- **Exercise**: Start at the line holding "If you could pin the green". Write out that line and each one after it to the end of the data, unchanged.

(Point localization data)
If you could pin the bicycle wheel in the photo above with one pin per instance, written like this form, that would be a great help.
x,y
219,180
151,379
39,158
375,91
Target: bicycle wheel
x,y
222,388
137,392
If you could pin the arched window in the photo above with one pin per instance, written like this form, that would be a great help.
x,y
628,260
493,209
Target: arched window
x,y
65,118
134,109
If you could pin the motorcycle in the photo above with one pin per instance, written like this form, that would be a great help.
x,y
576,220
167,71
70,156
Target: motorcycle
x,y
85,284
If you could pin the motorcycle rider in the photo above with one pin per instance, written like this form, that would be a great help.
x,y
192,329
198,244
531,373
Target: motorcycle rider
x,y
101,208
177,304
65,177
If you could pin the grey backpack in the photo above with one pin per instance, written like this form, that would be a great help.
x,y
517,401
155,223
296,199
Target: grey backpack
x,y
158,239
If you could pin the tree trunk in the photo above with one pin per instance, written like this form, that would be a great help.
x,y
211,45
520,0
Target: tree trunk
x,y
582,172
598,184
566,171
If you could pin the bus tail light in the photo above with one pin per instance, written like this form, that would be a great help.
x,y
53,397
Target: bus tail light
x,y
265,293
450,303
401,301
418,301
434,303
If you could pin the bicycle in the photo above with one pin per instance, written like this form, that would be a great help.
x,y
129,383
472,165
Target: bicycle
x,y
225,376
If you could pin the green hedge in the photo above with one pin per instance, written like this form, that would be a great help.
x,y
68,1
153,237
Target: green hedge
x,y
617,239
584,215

- **Finished exercise**:
If you could pin the green hedge in the photo above with one pin per instance, written like this form, that would be a great help.
x,y
68,1
153,237
Target: green hedge
x,y
617,239
584,215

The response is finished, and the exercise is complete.